- [Assignment]
Set down the records below in full, exactly as they read.

Saved entries:
------------
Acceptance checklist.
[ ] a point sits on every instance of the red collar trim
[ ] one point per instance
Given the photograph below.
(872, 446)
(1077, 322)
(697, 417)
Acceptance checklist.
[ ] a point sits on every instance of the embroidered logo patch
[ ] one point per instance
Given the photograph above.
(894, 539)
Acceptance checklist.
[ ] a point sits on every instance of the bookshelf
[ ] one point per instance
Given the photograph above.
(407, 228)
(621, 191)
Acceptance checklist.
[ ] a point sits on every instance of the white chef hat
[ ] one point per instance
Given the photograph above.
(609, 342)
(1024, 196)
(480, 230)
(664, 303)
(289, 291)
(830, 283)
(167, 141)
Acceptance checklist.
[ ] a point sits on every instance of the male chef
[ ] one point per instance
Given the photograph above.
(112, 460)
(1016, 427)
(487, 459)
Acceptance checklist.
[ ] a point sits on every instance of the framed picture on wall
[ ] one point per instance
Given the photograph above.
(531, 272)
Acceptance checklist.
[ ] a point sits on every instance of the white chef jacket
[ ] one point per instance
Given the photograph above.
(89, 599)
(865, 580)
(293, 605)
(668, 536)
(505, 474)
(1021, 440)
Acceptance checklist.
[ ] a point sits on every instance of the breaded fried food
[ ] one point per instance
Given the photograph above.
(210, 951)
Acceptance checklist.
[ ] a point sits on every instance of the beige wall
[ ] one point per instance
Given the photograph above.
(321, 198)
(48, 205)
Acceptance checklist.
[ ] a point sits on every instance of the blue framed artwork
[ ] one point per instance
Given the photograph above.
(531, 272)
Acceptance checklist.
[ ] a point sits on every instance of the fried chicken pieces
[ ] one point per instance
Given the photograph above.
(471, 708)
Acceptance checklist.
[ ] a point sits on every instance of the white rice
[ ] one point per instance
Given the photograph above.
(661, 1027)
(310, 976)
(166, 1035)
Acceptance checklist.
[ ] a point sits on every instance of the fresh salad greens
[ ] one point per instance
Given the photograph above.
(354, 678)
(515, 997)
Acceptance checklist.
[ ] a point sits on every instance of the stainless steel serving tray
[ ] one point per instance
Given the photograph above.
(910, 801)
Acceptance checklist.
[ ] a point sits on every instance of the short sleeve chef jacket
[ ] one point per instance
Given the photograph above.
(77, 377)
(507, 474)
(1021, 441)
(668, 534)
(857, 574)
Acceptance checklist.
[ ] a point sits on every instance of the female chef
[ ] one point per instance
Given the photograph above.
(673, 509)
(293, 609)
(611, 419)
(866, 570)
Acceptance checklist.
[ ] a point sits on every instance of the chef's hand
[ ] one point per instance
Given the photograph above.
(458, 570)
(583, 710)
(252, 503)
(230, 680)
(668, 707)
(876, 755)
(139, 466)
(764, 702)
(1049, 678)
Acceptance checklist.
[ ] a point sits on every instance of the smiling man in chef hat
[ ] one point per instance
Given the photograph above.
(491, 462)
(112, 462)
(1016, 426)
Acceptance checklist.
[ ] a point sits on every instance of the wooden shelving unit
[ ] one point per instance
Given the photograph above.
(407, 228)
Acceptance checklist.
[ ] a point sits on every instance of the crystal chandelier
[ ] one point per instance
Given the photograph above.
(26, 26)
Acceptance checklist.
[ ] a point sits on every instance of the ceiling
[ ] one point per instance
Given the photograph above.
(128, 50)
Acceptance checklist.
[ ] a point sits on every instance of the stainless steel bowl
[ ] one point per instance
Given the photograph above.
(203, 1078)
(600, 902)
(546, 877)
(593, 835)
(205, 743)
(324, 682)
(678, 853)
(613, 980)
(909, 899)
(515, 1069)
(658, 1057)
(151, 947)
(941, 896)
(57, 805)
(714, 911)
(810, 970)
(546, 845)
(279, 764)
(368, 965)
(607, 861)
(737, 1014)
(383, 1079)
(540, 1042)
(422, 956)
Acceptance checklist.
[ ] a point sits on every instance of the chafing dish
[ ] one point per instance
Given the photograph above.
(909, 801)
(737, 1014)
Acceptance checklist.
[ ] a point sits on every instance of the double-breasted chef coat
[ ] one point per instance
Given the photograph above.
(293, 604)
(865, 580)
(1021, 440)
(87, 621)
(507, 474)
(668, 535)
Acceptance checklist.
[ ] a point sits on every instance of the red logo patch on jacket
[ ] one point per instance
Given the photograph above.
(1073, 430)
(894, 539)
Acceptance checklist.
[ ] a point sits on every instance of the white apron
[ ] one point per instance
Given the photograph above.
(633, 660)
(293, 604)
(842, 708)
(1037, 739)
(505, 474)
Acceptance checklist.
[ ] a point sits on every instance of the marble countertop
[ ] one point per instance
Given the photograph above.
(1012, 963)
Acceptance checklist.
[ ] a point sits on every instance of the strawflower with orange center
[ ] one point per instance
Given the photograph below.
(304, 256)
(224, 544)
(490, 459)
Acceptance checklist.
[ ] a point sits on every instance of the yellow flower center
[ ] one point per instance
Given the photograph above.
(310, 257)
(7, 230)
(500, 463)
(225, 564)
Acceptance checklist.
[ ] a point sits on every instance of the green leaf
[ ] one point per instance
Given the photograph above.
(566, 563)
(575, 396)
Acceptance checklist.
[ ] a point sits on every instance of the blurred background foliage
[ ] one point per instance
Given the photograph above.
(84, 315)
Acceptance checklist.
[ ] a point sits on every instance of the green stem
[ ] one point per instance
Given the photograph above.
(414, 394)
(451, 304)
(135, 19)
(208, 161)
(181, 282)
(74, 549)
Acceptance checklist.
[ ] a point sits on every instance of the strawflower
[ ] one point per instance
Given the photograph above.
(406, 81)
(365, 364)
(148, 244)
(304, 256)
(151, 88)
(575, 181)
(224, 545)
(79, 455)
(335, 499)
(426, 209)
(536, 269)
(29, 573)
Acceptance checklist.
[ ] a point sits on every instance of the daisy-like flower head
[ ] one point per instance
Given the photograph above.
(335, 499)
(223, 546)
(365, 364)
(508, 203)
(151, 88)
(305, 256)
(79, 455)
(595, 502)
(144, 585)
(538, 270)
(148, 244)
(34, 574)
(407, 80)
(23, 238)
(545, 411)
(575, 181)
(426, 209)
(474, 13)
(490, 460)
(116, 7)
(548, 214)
------------
- [Finished task]
Acceptance checklist.
[ ] a point sits on every instance of the red collar trim
[ ] one point per instance
Given the photograph below.
(872, 446)
(1077, 322)
(697, 417)
Acceptance checklist.
[ ] a point sits on every instance of the embroidered logo patch
[ ] one point per instance
Given the photograph above.
(894, 539)
Acceptance checklist.
[ ] a point sits on every instance of the bookshelf
[ ] one point per instance
Given the photograph above.
(407, 228)
(621, 191)
Acceptance checklist.
[ ] a point sits on every instance of the white chef hat
[ ] one point per instance
Given the photograph above.
(609, 342)
(1024, 196)
(480, 230)
(664, 303)
(289, 291)
(830, 283)
(167, 141)
Acceptance checklist.
[ ] a point sits on every instance of the male chef
[ ] one point per instance
Given the photograph above.
(112, 460)
(1016, 427)
(487, 459)
Acceptance checklist.
[ ] a point sits on every instance of the framed picture on wall
[ ] one point per instance
Given the photograph above.
(531, 272)
Acceptance checklist.
[ ] a point sits on every instance of the white chef jacket
[ ] one point per instance
Given the photograph above.
(89, 599)
(865, 580)
(293, 605)
(668, 536)
(505, 474)
(1021, 440)
Acceptance checklist.
[ ] a point sits on every instance of the breaded fried food
[ ] one point per instance
Given the photograph above.
(210, 951)
Acceptance checklist.
[ ] a point sits on every instance of the beige wall
[ ] one point per instance
Given the photograph above.
(321, 198)
(48, 205)
Acceptance checklist.
[ ] a point sits on every instance of the blue framed artwork
[ ] one point per instance
Given the photograph above.
(531, 272)
Acceptance checklist.
[ ] a point sits on every instance of the fried chicken pieces
[ ] one point per instance
Given the photograph above.
(471, 708)
Acceptance checklist.
[ ] a point sits on every instance of the white rice
[ ] one point per instance
Given the photograph above.
(661, 1027)
(310, 976)
(166, 1035)
Acceptance checklist.
[ ] a point sits on every instance of the fresh salad greens
[ ] one point per instance
Given the photograph above.
(354, 678)
(515, 997)
Acceptance checklist.
[ ] a point sits on every instance of the stainless steel serving tray
[ ] one point per instance
Given the photograph above.
(910, 801)
Acceptance checklist.
[ ] a point sits on every instance of the short sleeve chef jacket
[ ] one point per instance
Given the photograph above.
(77, 377)
(507, 474)
(1021, 441)
(668, 534)
(857, 574)
Acceptance checklist.
[ ] a point sits on every instance of the female chef
[ ] one point per instance
Given the photograph above.
(673, 509)
(293, 609)
(611, 419)
(866, 570)
Acceptance checklist.
[ ] a point sits on every instance of the chef's hand
[ ] one point per instance
Given the photograph above.
(458, 570)
(583, 710)
(252, 503)
(230, 680)
(668, 707)
(876, 755)
(139, 466)
(764, 702)
(1049, 678)
Acceptance checklist.
[ ] a point sits on every instance of the smiling man in chef hat
[ ] one point per instance
Given the photograph above.
(491, 462)
(112, 462)
(1016, 426)
Acceptance checklist.
[ ] a point sits on every instance of the wooden shelving unit
[ ] one point per instance
Given the photograph above.
(407, 228)
Acceptance checklist.
[ ] a point sits on every instance of the crystal chandelier
[ ] one point per instance
Given the photograph above.
(26, 26)
Acceptance checklist.
[ ] a point sits on every instance of the ceiling
[ ] one point per instance
Given the photograph above.
(128, 50)
Acceptance checklist.
[ ] a point sits on every instance of the stainless steel bowl
[ ] one point per instance
Given the photograph above.
(203, 1078)
(600, 902)
(546, 877)
(593, 835)
(205, 743)
(324, 682)
(678, 853)
(613, 980)
(909, 899)
(515, 1069)
(658, 1057)
(151, 947)
(941, 896)
(57, 805)
(714, 911)
(810, 970)
(546, 845)
(279, 764)
(368, 965)
(607, 861)
(737, 1014)
(383, 1079)
(540, 1042)
(422, 956)
Acceptance checklist.
[ ] a point sits on every instance of the chafing dish
[ ] one point per instance
Given the photograph above.
(909, 801)
(737, 1014)
Acceptance checklist.
[ ] a point sits on every instance of the double-breasted chef coat
[ ] one point per instance
Given the photograph above.
(293, 604)
(865, 580)
(1021, 440)
(87, 621)
(507, 474)
(668, 535)
Acceptance checklist.
[ ] a point sits on every instance of the red logo patch on jacket
[ ] one point per instance
Given the photograph above.
(1073, 430)
(894, 539)
Acceptance checklist.
[ ] a point sits on every instance of the white apron
[ ] one point per instance
Given the photograph above.
(633, 660)
(293, 604)
(842, 708)
(1037, 739)
(505, 474)
Acceptance checklist.
[ ] a point sits on every instance of the marble countertop
[ ] one point per instance
Given the photograph above.
(1012, 963)
Acceptance checklist.
[ ] a point sits on every instance of the strawflower with orange center
[ ] one point per instance
Given the photograph below.
(304, 256)
(224, 544)
(490, 459)
Acceptance checklist.
[ ] a point sits on every instance of the yellow flower center
[ ] one point per instance
Given the photograph above.
(310, 257)
(7, 230)
(500, 463)
(225, 564)
Acceptance checklist.
[ ] a point sits on every instance of the green leaf
[ ] one point per instance
Given the photograph above.
(566, 563)
(575, 396)
Acceptance checklist.
[ ] a point sits on every instance of the blurred background foliage
[ ] one point per instance
Given the photograph above.
(84, 315)
Acceptance checklist.
[ ] a point sits on every instance of the green stem
[ ] one point per instance
Given the photograph above.
(414, 394)
(451, 304)
(135, 19)
(208, 161)
(181, 282)
(74, 549)
Acceptance checklist.
[ ] a point sits on every instance of the strawflower
[ ] one point per instance
Given the photograph above.
(406, 81)
(365, 364)
(148, 244)
(304, 256)
(151, 88)
(575, 181)
(224, 545)
(79, 455)
(335, 499)
(426, 209)
(536, 269)
(29, 573)
Acceptance checklist.
[ ] a point sits on every instance of the daisy-like flower head
[ ] one point per instance
Given the photograph above.
(335, 499)
(223, 546)
(365, 364)
(508, 203)
(151, 88)
(305, 256)
(79, 455)
(595, 502)
(144, 585)
(538, 270)
(148, 244)
(34, 574)
(407, 80)
(23, 238)
(545, 411)
(575, 181)
(426, 209)
(474, 13)
(490, 460)
(116, 7)
(548, 214)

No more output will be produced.